Records provided:
:::

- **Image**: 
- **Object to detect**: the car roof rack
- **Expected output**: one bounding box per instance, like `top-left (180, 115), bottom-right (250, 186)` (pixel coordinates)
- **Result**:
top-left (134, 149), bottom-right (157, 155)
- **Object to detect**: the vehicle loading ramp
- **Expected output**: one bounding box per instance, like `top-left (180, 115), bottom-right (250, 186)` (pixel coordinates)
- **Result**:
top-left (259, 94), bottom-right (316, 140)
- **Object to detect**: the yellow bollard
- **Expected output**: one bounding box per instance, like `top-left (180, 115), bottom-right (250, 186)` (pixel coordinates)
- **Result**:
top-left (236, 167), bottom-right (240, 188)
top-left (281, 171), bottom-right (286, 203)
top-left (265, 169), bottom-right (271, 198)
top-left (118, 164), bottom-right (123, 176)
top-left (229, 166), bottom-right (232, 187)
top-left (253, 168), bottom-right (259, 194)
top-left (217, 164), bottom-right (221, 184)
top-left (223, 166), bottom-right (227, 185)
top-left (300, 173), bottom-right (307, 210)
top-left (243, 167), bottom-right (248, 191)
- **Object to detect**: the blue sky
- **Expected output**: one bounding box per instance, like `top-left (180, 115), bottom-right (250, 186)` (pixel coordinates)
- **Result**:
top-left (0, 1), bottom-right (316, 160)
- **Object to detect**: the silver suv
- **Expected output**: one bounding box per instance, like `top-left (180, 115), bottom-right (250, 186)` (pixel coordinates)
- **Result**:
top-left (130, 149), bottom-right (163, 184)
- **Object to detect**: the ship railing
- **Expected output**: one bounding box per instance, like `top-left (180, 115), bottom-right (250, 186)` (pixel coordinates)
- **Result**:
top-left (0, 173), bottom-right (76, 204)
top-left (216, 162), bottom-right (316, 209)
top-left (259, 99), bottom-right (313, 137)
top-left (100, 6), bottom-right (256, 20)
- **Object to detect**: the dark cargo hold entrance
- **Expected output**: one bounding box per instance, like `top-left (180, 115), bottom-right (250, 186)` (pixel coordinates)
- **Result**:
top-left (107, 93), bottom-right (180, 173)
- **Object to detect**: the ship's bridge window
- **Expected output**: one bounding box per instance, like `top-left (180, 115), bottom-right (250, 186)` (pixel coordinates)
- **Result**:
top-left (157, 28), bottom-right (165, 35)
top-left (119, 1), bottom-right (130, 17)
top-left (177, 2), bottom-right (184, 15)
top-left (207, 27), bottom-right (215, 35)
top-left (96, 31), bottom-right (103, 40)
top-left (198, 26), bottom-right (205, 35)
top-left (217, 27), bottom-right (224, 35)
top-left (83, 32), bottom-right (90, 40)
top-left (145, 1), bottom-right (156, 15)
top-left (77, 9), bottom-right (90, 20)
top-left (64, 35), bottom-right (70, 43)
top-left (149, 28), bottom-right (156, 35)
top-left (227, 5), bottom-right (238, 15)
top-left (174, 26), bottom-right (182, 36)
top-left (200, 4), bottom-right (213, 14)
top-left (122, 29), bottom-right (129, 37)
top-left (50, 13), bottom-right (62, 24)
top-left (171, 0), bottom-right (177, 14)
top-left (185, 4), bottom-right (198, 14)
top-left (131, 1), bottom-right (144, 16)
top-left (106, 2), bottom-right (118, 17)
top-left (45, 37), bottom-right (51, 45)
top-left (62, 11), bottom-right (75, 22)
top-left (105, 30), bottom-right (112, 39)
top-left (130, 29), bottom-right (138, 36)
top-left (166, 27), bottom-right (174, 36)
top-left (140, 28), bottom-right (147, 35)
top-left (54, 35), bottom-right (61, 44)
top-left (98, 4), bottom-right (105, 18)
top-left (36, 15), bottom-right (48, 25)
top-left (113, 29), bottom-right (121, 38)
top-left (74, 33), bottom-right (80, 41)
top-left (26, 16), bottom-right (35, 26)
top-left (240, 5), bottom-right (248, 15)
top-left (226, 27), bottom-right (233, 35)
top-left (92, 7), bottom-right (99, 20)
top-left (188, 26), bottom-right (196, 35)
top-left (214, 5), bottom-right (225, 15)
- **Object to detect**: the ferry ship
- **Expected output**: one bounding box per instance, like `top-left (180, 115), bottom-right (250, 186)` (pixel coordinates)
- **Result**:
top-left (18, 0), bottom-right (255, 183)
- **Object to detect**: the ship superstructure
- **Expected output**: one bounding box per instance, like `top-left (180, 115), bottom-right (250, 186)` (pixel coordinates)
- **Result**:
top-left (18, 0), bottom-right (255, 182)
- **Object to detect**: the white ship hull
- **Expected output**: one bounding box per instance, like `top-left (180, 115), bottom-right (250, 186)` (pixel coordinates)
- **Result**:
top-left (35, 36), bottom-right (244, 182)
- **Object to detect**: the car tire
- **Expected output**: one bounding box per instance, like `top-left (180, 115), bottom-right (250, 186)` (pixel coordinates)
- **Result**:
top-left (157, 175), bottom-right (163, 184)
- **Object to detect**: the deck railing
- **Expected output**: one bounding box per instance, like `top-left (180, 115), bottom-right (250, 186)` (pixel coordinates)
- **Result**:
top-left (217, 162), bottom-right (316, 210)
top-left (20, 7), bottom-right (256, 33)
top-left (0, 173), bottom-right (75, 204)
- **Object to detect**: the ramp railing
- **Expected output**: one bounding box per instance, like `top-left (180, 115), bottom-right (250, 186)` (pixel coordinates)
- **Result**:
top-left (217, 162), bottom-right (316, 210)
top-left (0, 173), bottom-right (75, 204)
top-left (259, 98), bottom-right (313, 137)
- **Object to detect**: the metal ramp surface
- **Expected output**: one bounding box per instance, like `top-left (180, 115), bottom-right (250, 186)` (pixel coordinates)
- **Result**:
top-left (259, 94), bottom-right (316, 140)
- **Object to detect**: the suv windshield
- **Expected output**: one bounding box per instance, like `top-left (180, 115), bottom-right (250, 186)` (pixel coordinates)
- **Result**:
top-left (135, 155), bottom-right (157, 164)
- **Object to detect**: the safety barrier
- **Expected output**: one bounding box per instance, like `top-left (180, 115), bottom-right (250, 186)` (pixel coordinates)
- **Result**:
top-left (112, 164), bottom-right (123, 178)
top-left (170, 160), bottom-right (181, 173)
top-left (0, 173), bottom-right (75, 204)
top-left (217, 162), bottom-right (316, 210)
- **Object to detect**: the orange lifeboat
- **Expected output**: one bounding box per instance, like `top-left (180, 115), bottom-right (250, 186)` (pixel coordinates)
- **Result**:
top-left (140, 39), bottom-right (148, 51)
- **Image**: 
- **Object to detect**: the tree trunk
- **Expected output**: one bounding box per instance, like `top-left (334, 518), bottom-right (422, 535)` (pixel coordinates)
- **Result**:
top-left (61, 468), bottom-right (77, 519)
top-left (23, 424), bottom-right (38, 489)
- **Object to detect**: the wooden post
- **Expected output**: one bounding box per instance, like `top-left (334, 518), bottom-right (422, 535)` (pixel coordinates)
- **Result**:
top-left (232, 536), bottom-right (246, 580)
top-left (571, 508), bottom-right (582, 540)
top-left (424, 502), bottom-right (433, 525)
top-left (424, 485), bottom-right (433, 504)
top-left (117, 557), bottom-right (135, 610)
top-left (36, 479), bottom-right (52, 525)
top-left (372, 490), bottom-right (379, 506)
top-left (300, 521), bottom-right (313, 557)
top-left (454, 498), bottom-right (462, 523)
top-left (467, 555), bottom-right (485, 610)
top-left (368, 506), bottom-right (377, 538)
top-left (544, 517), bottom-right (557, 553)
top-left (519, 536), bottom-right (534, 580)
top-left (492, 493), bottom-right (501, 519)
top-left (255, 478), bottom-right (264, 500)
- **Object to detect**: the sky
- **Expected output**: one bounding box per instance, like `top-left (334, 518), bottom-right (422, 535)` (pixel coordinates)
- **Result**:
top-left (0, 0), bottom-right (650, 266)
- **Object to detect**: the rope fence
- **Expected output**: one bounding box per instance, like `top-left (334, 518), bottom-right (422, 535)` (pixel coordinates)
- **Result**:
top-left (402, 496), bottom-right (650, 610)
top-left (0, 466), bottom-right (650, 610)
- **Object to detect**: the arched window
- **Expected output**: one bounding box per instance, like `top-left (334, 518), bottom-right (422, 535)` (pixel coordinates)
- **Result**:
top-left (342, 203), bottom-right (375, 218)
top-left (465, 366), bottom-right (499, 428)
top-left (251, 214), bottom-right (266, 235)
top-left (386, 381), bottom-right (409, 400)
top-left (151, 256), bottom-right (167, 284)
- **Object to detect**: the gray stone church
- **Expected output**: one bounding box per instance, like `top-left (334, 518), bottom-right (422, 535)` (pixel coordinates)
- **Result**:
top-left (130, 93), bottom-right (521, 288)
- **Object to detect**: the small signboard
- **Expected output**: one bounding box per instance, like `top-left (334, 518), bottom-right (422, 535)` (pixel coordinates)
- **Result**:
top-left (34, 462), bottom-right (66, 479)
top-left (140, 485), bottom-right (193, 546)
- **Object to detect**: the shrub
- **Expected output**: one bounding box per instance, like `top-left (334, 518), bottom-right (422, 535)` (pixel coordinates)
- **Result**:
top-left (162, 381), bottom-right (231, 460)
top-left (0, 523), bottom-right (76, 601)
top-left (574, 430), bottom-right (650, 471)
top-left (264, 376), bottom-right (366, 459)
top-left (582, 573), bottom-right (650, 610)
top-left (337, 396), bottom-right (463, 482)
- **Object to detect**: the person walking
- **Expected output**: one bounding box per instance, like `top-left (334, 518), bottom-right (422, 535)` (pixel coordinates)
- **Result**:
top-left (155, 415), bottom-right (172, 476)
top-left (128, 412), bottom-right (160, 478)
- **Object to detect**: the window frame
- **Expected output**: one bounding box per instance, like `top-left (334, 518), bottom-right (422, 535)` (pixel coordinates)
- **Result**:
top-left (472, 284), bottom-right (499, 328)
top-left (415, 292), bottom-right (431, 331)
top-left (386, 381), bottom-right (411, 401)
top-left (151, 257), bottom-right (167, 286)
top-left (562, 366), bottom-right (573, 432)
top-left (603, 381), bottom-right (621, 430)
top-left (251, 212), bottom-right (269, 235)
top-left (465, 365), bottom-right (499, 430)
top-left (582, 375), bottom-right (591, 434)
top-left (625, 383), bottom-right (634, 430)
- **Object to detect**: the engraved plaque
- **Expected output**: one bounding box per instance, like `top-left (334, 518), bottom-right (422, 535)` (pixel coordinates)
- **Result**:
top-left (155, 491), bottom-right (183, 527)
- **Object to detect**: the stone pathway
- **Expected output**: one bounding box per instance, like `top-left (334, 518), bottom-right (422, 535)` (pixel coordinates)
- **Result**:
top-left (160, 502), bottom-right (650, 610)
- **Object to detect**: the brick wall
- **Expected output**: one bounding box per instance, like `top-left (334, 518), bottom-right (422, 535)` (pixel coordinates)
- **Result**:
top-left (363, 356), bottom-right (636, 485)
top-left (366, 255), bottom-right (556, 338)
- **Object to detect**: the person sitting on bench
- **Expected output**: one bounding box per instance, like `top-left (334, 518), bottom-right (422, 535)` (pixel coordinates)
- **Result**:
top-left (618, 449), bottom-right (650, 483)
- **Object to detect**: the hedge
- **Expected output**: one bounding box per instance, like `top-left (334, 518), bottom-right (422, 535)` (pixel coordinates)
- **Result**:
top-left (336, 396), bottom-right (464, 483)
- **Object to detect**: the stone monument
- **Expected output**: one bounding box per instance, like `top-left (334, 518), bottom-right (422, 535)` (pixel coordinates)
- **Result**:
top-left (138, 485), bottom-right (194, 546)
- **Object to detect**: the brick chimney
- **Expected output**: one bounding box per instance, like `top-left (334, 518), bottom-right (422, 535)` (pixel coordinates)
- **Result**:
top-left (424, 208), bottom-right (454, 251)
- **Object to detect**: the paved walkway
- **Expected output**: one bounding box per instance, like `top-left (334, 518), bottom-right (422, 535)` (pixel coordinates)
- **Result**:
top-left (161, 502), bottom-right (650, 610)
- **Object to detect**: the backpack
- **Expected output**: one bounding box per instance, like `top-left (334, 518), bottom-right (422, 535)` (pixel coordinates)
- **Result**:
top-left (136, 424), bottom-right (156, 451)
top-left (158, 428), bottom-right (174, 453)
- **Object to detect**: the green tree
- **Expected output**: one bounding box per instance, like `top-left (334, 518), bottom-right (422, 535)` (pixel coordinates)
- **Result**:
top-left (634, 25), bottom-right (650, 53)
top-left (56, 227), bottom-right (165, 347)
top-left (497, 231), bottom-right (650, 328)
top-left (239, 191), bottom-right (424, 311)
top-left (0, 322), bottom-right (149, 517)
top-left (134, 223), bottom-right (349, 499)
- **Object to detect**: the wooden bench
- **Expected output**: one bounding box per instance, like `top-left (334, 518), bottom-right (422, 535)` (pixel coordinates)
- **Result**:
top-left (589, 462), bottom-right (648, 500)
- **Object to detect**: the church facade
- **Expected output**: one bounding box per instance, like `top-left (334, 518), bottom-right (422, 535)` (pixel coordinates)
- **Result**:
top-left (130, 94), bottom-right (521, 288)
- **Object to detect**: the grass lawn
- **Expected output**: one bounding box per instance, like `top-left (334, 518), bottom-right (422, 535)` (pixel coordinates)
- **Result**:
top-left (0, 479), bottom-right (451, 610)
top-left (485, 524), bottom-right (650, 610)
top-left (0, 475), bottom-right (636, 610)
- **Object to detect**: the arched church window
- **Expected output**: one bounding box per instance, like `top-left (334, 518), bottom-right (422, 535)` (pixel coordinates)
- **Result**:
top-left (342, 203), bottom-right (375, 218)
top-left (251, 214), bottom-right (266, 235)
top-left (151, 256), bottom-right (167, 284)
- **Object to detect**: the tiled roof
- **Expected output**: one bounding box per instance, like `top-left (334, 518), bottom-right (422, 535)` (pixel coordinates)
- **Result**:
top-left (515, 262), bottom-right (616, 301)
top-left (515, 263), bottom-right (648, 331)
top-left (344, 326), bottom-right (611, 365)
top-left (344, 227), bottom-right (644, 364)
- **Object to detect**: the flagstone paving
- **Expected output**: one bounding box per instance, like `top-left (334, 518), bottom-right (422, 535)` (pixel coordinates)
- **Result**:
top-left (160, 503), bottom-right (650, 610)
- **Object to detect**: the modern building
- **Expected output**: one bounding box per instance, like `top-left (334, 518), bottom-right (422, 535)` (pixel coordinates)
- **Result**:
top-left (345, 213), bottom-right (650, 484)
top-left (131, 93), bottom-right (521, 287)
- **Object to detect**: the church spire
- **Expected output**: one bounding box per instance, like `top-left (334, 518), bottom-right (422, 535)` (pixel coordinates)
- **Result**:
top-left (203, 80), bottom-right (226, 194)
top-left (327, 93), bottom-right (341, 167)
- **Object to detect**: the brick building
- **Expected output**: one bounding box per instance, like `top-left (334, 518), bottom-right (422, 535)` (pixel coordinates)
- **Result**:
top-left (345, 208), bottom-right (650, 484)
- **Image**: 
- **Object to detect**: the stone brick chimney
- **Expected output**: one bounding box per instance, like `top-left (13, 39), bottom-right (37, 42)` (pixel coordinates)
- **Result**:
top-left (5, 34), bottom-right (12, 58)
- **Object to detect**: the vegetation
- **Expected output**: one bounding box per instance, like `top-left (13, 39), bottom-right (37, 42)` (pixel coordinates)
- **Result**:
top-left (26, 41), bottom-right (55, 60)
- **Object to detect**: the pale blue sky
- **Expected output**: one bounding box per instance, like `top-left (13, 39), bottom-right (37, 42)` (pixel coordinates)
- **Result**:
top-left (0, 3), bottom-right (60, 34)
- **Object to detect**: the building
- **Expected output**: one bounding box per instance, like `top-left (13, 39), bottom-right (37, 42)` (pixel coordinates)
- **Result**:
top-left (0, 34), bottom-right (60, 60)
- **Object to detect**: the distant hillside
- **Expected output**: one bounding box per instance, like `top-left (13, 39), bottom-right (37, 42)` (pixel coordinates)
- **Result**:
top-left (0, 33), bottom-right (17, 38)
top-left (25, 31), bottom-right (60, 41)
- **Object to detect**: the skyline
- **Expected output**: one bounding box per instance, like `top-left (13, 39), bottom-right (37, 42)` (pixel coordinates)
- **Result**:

:::

Give the data from the line containing "- **Object to detect**: the distant hillside" through the end of the data as a JSON list of strings, one string per line and no blank lines.

[
  "- **Object to detect**: the distant hillside",
  "- **Expected output**: one bounding box per instance, like `top-left (13, 39), bottom-right (37, 42)` (pixel coordinates)",
  "- **Result**:",
  "top-left (0, 33), bottom-right (17, 38)",
  "top-left (25, 31), bottom-right (60, 41)",
  "- **Object to detect**: the skyline",
  "- **Expected output**: one bounding box per instance, like `top-left (13, 39), bottom-right (37, 42)` (pixel coordinates)",
  "- **Result**:"
]